**MATERIAL SHOWN**
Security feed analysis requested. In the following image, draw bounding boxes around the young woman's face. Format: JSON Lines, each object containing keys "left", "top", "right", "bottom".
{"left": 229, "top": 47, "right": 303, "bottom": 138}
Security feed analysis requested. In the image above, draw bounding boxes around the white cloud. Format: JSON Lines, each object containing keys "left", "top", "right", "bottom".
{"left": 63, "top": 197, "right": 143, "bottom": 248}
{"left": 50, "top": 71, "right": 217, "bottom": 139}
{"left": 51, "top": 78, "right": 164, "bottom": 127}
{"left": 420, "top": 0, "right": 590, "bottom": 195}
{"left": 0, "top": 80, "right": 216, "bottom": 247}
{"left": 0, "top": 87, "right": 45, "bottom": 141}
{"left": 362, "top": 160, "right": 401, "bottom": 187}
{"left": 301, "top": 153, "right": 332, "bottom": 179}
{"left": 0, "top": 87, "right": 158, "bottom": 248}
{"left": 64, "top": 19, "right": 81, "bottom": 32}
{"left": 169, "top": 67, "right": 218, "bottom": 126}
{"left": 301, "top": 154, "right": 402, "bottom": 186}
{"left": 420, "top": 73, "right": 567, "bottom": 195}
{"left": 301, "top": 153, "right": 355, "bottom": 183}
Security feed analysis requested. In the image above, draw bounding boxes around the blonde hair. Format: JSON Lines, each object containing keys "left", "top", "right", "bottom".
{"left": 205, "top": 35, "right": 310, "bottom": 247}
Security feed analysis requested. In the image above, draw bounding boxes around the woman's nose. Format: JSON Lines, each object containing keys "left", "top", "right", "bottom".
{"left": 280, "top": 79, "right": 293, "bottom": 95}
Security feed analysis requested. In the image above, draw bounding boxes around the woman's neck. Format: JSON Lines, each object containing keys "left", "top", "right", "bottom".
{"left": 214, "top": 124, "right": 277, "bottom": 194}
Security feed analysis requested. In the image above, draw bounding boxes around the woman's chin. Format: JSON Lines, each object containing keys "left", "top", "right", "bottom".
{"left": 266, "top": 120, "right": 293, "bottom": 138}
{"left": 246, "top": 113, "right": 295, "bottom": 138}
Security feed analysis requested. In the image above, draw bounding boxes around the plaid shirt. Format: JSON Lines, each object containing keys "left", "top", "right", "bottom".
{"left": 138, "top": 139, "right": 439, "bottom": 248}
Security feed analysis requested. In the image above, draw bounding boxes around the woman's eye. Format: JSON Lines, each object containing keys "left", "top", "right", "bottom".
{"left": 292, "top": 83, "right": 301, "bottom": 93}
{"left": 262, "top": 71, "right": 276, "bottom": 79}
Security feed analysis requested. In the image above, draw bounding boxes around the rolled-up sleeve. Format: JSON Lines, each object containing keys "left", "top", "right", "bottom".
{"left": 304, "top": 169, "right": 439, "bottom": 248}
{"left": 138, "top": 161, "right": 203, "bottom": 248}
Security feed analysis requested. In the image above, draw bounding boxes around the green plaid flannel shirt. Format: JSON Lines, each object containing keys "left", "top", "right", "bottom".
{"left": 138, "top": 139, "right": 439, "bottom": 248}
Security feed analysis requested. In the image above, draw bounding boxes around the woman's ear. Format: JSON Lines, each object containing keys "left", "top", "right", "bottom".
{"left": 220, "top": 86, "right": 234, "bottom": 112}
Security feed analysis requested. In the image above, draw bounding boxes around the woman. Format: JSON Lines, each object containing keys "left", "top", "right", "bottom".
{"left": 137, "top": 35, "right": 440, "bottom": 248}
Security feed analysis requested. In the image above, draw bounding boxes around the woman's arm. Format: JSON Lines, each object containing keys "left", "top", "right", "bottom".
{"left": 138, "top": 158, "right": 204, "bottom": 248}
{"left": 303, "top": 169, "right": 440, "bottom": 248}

**TASK DIRECTIONS**
Down to the last line, give the records again exactly.

**TASK RESPONSE**
Security feed analysis requested. In the following image, draw bounding boxes around the young woman's face. Format: JSON Lines, each object containing keys "left", "top", "right", "bottom".
{"left": 229, "top": 47, "right": 303, "bottom": 138}
Security feed analysis requested. In the image above, draw bounding boxes around the white cloud. Format: JSON Lines, each object containing keys "left", "top", "right", "bottom".
{"left": 63, "top": 197, "right": 143, "bottom": 248}
{"left": 50, "top": 71, "right": 217, "bottom": 139}
{"left": 51, "top": 78, "right": 164, "bottom": 127}
{"left": 420, "top": 0, "right": 590, "bottom": 195}
{"left": 0, "top": 80, "right": 216, "bottom": 247}
{"left": 0, "top": 87, "right": 45, "bottom": 141}
{"left": 362, "top": 160, "right": 401, "bottom": 187}
{"left": 301, "top": 153, "right": 332, "bottom": 179}
{"left": 0, "top": 87, "right": 158, "bottom": 248}
{"left": 64, "top": 19, "right": 81, "bottom": 32}
{"left": 169, "top": 67, "right": 218, "bottom": 126}
{"left": 301, "top": 154, "right": 402, "bottom": 186}
{"left": 420, "top": 73, "right": 567, "bottom": 195}
{"left": 301, "top": 153, "right": 355, "bottom": 183}
Security feed analysis requested. In the image above, draw bounding boxes around the blonde hair. Format: JSON Lines, each object containing keys "left", "top", "right", "bottom".
{"left": 205, "top": 35, "right": 310, "bottom": 247}
Security feed analysis requested. In the image above, draw bounding boxes around the woman's nose. Format: JSON Lines, each object containing keys "left", "top", "right", "bottom".
{"left": 280, "top": 79, "right": 293, "bottom": 95}
Security feed analysis requested. In the image above, draw bounding boxes around the woman's neck. Format: JSON Lines, each object containing keys "left", "top", "right", "bottom".
{"left": 214, "top": 124, "right": 277, "bottom": 194}
Security feed analysis requested. In the image above, draw bounding boxes around the woman's chin. Format: JSON Lines, each object containing keys "left", "top", "right", "bottom".
{"left": 266, "top": 120, "right": 293, "bottom": 138}
{"left": 246, "top": 113, "right": 295, "bottom": 138}
Security feed analysis requested. In the image above, draw bounding boxes around the plaid shirt. Format: JSON Lines, each object containing keys "left", "top", "right", "bottom".
{"left": 138, "top": 139, "right": 439, "bottom": 248}
Security feed analysis requested. In the image above, draw bounding boxes around the woman's eye. Format: JSON Lines, each object containing keys "left", "top", "right", "bottom".
{"left": 292, "top": 83, "right": 301, "bottom": 93}
{"left": 262, "top": 71, "right": 276, "bottom": 79}
Security feed analysis requested. In the image above, draw bounding boxes around the rolled-up sleeve. Format: JSON Lines, each object containing keys "left", "top", "right", "bottom".
{"left": 304, "top": 169, "right": 439, "bottom": 248}
{"left": 138, "top": 161, "right": 203, "bottom": 248}
Security feed analysis requested. In the image above, draw bounding boxes around the green plaid flannel shirt. Format: JSON Lines, each object containing keys "left", "top", "right", "bottom".
{"left": 138, "top": 139, "right": 439, "bottom": 248}
Security feed analysis requested. In the image above, draw bounding boxes around the woman's ear. Format: JSON Lines, each object containing keys "left", "top", "right", "bottom".
{"left": 220, "top": 86, "right": 234, "bottom": 112}
Security feed analysis requested. In the image above, draw bounding boxes around the woman. Format: JSON Lines, each object containing keys "left", "top", "right", "bottom".
{"left": 137, "top": 35, "right": 440, "bottom": 248}
Security feed analysis requested. In the image above, draw bounding boxes around the woman's arm. Format: JSON Lines, each object containing keys "left", "top", "right", "bottom".
{"left": 138, "top": 158, "right": 204, "bottom": 248}
{"left": 303, "top": 169, "right": 440, "bottom": 248}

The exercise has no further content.